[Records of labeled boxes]
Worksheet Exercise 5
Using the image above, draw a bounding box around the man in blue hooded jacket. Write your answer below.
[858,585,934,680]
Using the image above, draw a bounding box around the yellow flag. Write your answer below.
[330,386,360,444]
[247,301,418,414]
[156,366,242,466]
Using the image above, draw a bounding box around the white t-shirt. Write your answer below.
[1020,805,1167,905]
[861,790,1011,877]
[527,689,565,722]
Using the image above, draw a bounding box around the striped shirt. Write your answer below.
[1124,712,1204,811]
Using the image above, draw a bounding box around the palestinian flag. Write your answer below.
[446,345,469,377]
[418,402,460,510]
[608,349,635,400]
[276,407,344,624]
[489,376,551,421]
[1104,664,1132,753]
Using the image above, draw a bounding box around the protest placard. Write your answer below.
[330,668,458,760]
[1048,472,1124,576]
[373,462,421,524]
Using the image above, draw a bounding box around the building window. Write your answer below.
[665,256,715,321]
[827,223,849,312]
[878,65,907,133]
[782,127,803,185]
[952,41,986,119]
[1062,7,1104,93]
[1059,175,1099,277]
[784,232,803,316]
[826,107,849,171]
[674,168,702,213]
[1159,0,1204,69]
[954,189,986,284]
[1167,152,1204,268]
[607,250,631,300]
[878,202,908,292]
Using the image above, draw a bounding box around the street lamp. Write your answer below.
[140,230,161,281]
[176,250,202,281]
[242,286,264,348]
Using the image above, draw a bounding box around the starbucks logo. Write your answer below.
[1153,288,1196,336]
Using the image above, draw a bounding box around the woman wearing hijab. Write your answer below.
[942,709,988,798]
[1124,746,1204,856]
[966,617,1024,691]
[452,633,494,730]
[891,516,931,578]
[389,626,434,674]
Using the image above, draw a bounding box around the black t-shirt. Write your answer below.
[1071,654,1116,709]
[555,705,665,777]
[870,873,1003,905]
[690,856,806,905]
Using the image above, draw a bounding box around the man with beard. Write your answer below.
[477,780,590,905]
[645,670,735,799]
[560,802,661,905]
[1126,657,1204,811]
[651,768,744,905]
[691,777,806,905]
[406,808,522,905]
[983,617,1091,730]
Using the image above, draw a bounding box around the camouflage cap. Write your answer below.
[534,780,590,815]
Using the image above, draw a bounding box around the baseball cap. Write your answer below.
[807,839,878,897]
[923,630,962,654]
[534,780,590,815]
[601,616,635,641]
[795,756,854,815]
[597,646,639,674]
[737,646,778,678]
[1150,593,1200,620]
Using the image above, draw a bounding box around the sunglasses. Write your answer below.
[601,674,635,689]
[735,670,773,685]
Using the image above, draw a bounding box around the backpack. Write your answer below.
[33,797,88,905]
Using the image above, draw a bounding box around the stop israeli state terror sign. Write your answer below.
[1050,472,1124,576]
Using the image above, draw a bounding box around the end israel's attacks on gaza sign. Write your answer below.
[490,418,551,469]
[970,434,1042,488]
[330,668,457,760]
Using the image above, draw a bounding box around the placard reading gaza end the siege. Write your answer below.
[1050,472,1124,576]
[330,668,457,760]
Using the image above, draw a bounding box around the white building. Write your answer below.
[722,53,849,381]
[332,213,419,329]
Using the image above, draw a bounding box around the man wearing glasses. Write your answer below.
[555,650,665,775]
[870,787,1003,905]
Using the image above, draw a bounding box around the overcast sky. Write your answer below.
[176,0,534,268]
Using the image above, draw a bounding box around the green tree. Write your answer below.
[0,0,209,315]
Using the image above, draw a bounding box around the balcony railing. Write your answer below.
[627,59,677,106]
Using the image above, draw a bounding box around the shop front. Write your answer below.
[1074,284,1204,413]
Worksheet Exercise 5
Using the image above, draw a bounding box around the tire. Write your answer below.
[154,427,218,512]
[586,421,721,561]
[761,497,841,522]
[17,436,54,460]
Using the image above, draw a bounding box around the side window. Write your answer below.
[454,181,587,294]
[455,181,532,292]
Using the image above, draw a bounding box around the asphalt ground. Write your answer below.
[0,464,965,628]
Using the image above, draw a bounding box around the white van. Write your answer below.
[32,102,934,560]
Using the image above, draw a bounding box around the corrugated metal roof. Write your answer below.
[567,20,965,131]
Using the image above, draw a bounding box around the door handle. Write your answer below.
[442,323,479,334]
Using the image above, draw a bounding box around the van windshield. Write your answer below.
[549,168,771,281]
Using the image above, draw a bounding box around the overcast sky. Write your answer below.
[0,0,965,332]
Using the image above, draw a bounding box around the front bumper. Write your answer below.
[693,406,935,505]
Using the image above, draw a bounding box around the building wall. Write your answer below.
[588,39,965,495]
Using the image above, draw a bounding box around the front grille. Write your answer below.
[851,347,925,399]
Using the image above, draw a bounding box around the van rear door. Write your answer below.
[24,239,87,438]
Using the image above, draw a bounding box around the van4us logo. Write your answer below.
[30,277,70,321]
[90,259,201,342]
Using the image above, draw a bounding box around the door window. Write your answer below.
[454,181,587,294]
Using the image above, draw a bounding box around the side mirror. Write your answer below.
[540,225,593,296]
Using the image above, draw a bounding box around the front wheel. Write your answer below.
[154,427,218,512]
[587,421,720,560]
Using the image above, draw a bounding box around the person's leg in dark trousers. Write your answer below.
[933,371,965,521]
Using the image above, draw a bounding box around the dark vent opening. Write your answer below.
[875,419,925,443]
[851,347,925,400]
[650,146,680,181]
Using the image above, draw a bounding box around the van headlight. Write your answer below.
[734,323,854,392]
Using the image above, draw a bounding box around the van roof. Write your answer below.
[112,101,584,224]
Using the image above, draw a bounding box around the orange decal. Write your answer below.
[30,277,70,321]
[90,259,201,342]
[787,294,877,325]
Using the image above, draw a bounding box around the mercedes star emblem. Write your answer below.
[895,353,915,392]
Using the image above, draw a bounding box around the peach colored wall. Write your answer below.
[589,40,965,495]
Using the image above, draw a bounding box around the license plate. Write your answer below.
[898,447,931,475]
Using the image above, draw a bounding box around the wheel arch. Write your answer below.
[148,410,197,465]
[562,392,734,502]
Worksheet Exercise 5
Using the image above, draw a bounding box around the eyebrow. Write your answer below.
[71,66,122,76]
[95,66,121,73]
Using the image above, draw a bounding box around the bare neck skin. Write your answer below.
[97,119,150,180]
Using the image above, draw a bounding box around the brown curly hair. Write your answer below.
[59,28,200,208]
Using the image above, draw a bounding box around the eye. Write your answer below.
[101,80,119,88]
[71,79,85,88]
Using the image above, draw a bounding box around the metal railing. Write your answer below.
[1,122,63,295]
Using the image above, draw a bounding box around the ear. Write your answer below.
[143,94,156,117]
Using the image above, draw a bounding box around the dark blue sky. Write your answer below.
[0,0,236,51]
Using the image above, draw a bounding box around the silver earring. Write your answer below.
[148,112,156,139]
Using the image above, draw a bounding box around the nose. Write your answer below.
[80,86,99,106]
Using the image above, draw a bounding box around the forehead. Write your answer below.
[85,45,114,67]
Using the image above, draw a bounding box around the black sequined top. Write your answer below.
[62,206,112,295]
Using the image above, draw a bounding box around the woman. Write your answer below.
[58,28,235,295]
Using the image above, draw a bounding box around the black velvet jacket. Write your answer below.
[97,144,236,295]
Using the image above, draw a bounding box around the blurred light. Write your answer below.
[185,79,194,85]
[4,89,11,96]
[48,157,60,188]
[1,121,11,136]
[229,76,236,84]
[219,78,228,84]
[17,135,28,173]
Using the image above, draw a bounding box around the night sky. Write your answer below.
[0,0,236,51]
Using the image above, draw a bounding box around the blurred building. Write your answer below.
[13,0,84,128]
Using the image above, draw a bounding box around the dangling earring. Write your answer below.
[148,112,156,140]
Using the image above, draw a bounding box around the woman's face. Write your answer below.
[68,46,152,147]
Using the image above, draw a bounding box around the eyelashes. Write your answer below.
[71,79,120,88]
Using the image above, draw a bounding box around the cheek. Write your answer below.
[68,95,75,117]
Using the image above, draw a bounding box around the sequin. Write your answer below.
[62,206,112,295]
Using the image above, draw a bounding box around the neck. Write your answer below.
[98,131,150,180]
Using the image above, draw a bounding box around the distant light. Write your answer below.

- What is required: Edit the entries from the line containing "building window. Write your answer below." down to the line containing "[878,202,908,292]" so that "building window" becomes "apartment window", leaving everything else as it is.

- Solution to this task:
Using the image above, draw a bounding box around the apartment window. Write your answer below.
[665,256,715,321]
[827,223,849,312]
[878,65,907,133]
[782,127,803,185]
[952,41,986,119]
[1062,7,1104,93]
[1059,175,1099,277]
[784,232,803,316]
[826,107,849,171]
[674,168,702,213]
[1159,0,1204,69]
[954,189,986,284]
[1167,152,1204,268]
[607,250,631,300]
[878,202,908,292]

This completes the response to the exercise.